[Input data]
-=-=-=-=-

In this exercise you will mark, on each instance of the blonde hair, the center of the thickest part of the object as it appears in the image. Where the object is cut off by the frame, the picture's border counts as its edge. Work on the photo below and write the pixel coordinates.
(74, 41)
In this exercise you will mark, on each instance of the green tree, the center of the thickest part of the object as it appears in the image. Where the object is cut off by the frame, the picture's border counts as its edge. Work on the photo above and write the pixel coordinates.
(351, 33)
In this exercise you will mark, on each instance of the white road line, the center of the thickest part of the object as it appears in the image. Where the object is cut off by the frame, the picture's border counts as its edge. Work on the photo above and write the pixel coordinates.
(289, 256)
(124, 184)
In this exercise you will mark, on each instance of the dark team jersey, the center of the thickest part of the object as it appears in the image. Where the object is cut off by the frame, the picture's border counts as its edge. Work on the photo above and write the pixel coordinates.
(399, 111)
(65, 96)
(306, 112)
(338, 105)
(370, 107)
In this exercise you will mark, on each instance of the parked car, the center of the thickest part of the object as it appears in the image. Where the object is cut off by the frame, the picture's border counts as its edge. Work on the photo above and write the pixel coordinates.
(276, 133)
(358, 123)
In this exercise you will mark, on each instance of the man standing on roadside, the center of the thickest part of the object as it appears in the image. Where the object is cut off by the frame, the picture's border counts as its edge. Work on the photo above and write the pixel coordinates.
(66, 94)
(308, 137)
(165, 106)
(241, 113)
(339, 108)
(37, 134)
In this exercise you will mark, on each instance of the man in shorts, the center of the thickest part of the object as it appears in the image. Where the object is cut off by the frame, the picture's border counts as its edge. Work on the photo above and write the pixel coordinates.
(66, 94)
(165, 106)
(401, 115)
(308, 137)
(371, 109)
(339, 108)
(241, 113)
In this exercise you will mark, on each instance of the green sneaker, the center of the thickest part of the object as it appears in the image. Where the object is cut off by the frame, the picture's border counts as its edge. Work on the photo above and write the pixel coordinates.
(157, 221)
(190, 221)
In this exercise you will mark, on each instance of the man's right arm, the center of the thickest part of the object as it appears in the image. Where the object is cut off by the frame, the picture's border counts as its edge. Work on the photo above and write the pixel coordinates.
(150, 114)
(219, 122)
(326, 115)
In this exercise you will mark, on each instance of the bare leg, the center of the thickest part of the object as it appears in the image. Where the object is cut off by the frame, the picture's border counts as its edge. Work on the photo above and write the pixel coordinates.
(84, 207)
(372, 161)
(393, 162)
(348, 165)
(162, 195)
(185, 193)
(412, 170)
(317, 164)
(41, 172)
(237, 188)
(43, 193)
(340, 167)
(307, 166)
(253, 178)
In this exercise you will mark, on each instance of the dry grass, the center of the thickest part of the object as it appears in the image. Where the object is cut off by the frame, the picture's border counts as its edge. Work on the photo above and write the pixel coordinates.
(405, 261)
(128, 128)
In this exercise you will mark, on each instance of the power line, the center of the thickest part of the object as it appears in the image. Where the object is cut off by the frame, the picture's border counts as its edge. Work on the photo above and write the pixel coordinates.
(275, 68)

-=-=-=-=-

[What you are asked to do] Write out the listing above again, switching every "thickest part" to "widest part" and leaving everything else unchanged.

[Right answer]
In this exercise you will mark, on each instance of the blonde hair, the center of the widest part of the object as it appears in the image. Where the object is cut off by the frame, the picture's border counts as its edge. Work on the photo below and write the pixel coordinates.
(74, 41)
In this exercise you will mark, on each instance of the green tree, the center of the widest part of the object as it appears in the image. Where the object is cut off by the frame, the picture's border counts as its edge. Work on the photo above and write the pixel coordinates.
(351, 33)
In this exercise you will mark, on each instance of the white road line, the center of the widest part of the object as it appears in the image. Where the object is cut off by the frame, the picture's border counts as its edge. Work on the photo above and write the pixel coordinates.
(289, 256)
(124, 184)
In this exercise you will mark, on each instance of the dark team jersey, the center of the widest part of the object as it appears in the image. Where the object is cut off by the frame, the picture's border counts as its edge. Work on the photo above and write the pixel coordinates.
(399, 111)
(65, 96)
(306, 112)
(338, 105)
(370, 107)
In this exercise you will mark, on each instance of the parked car, the center of the widest part of the object as it appears in the image. Where the object is cut off by the frame, the picture's border counts as its edge. Work on the photo above and write the pixel coordinates.
(276, 133)
(358, 123)
In this exercise you will mark, on each instance of the man standing on roadside, the center of the widest part of the object as it appears in the image. Where the object is cut off by the frame, the picture's border counts as its edge. Work on the photo above and write the pixel coordinates.
(66, 94)
(308, 137)
(165, 106)
(241, 113)
(339, 108)
(37, 134)
In this exercise you will mark, on each instance of the man in shorts, the center of the widest part of the object as it appears in the image. Where the object is cut off by the frame, the picture's border counts as its edge. Work on the photo above and write the pixel coordinates.
(66, 94)
(165, 106)
(401, 115)
(308, 137)
(371, 109)
(339, 108)
(241, 113)
In this exercise you will mark, on each instance of the green sneaker, the center of the widest part of the object as it appears in the image. Where the object is cut off by the frame, the picture's border counts as its edge. Work on the photo above and write the pixel coordinates.
(157, 221)
(190, 221)
In this exercise you will mark, on each instance of the man's right arm, the center of the widest part of the object as it appears in the image. Where the object is cut off by the frame, the picture's border counts as its edge. Work on the photo above and write the pixel coordinates.
(150, 114)
(219, 122)
(326, 115)
In this exercise you will mark, on each instance of the bare leg, the center of the widest part of the object as it appears in the image. Where the object is cut off by the frame, the picture's border counts as its edge. Work on the photo above and write the pixel coordinates.
(84, 207)
(372, 161)
(393, 162)
(348, 165)
(162, 195)
(185, 193)
(412, 170)
(317, 164)
(41, 172)
(237, 188)
(43, 193)
(340, 167)
(307, 166)
(253, 178)
In this exercise you will mark, on each instance of the dry grass, the center of the widest part of the object as it appears in the image. Where the object is cut off by the frame, the picture's border counts as its edge. Work on the photo above and write the pixel coordinates.
(405, 261)
(128, 128)
In this exercise you will mark, on each instance of the power line, the center of the widest part of the object as it appears in the image. Where the object is cut off by the frame, the picture's border counts as its edge. Work on the photo above and write the pixel coordinates.
(275, 68)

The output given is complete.